Extract each line of the listing below that contains the word "face", keeping the lines in their original order.

__EXERCISE INPUTS__.

================================

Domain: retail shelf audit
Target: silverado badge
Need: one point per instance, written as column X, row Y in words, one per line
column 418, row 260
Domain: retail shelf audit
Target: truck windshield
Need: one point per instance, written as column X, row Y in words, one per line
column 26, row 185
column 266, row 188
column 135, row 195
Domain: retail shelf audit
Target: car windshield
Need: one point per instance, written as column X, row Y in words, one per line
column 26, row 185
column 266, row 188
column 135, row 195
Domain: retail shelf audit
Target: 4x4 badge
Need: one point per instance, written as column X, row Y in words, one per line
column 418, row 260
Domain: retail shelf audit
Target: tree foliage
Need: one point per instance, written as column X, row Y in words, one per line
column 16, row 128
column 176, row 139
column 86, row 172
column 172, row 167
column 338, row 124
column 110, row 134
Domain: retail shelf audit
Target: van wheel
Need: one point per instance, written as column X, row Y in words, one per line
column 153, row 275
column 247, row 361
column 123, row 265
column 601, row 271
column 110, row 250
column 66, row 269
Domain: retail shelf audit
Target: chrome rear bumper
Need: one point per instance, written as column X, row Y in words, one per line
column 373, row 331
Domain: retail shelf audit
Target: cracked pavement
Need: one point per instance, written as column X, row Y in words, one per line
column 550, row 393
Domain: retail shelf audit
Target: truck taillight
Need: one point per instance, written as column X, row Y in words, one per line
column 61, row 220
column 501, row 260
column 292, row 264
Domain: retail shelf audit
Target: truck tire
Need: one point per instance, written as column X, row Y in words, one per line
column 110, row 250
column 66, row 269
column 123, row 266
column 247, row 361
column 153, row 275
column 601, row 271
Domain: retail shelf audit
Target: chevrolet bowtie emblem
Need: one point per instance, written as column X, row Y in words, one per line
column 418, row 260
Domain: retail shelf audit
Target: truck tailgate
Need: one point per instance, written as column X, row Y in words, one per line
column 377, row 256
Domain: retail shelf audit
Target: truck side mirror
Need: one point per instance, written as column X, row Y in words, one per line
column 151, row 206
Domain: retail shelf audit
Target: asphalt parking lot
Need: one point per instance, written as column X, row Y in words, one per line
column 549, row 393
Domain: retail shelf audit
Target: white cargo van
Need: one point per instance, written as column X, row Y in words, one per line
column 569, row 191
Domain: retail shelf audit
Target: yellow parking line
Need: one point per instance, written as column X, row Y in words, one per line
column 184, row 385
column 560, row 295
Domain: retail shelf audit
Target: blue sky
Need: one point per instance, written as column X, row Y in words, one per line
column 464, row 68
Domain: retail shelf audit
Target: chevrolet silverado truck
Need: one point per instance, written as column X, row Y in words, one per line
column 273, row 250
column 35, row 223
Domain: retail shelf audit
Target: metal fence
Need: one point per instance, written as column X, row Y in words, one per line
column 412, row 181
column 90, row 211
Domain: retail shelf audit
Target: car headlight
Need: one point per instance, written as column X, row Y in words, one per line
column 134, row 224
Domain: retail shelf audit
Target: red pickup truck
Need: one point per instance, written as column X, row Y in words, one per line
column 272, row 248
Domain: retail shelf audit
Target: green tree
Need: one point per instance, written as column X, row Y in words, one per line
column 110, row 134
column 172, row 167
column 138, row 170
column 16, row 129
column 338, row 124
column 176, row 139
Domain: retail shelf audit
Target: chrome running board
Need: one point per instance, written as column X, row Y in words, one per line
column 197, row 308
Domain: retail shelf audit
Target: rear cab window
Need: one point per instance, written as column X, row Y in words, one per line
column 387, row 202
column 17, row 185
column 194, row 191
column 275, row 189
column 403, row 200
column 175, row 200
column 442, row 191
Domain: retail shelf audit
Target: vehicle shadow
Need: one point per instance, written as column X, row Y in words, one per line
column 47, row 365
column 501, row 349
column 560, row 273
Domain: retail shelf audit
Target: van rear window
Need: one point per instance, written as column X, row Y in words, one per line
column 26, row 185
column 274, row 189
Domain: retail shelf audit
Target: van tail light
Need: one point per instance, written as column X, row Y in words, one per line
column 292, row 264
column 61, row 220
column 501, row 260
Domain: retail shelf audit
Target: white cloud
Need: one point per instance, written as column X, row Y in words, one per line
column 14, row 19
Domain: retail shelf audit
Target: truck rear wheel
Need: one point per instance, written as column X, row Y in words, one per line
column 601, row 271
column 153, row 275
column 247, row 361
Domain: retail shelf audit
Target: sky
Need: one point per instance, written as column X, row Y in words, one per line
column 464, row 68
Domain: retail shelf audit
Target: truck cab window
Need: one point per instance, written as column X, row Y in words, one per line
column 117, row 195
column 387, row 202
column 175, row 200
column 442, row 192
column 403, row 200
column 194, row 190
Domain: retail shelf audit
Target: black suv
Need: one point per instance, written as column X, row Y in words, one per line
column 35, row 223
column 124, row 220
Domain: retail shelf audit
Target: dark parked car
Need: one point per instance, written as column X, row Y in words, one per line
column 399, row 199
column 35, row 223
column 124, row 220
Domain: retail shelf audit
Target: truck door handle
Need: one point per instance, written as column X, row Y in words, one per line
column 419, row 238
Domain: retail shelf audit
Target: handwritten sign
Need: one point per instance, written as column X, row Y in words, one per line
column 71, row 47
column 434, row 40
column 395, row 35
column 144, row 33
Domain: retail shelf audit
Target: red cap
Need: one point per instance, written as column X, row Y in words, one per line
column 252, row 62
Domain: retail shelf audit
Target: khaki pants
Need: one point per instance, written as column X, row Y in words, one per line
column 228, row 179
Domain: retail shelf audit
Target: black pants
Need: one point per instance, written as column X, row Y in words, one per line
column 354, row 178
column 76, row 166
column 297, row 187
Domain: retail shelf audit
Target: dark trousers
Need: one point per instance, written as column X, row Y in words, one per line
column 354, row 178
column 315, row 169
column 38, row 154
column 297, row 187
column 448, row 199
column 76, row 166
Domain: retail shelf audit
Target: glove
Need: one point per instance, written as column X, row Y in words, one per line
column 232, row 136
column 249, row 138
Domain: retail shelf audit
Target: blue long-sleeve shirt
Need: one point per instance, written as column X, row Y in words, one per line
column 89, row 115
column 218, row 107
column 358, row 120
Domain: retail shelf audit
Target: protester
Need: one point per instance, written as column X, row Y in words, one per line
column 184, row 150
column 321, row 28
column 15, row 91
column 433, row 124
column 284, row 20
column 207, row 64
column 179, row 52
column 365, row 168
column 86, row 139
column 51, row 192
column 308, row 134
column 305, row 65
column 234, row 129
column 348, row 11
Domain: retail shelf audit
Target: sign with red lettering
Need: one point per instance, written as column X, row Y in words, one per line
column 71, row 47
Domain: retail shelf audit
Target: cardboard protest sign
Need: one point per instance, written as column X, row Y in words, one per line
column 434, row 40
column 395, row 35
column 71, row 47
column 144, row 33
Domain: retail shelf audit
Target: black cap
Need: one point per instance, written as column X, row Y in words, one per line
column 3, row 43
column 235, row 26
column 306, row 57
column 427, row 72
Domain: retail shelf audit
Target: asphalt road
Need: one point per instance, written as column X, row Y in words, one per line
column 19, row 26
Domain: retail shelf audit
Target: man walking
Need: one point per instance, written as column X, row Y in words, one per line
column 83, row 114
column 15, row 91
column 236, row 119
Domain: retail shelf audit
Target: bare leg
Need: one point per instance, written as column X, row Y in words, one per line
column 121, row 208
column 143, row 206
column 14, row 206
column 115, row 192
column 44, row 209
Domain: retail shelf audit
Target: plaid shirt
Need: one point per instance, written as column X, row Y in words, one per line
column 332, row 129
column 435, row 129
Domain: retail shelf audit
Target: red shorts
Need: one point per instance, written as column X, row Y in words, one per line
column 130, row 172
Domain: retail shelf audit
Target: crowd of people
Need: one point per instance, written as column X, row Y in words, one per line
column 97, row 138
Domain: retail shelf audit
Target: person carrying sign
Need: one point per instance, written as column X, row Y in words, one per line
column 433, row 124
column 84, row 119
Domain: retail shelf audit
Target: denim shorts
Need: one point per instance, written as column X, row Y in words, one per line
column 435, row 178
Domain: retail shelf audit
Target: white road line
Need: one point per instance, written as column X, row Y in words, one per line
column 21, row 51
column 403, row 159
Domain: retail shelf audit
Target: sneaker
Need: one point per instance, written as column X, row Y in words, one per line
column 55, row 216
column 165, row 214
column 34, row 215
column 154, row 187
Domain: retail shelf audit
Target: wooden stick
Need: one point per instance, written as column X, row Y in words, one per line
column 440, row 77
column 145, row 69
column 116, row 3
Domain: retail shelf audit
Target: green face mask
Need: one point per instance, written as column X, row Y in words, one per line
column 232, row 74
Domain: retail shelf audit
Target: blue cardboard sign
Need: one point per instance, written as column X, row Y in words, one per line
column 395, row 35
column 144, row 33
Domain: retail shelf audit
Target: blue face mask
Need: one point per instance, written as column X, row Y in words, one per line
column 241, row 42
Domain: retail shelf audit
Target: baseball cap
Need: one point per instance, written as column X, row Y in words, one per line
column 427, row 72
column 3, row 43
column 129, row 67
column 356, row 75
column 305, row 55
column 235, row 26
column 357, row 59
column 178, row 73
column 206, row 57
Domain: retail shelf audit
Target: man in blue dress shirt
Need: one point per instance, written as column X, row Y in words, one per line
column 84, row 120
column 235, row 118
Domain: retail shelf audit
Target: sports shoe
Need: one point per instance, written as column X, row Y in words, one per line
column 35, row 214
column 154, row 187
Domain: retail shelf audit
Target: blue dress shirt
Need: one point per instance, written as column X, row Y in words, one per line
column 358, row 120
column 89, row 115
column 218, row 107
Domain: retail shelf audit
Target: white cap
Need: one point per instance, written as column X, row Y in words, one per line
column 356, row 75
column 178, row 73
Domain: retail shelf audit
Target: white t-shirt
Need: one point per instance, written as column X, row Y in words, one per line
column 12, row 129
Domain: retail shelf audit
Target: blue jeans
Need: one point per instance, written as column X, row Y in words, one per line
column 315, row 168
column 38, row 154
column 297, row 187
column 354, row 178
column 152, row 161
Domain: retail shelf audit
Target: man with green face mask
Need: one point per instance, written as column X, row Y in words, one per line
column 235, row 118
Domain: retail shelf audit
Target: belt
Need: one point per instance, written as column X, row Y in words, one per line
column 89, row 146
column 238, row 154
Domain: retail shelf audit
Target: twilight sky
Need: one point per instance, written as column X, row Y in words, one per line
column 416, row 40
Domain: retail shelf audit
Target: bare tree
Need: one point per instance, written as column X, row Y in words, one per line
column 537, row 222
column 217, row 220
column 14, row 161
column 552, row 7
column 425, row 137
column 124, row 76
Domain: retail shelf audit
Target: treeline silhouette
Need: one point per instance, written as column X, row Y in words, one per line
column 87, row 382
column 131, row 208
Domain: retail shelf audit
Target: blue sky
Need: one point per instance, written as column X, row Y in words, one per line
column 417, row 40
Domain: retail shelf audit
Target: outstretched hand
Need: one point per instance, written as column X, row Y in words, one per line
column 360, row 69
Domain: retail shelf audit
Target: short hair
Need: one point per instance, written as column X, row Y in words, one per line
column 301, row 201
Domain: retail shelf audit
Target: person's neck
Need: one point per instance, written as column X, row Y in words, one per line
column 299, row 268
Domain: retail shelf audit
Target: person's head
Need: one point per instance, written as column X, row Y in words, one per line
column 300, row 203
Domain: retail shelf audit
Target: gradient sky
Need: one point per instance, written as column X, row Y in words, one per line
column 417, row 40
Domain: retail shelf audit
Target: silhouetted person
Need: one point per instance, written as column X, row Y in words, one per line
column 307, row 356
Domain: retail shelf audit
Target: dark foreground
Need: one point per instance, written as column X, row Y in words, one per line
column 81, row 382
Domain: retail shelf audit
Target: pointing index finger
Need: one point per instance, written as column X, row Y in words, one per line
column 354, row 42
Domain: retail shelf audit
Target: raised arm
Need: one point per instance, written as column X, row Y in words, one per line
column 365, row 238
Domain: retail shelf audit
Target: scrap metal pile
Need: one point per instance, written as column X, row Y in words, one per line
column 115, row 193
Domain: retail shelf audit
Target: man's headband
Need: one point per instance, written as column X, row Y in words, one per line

================================

__FINISHED ANSWER__.
Target: green face mask
Target: blue face mask
Target: man with green face mask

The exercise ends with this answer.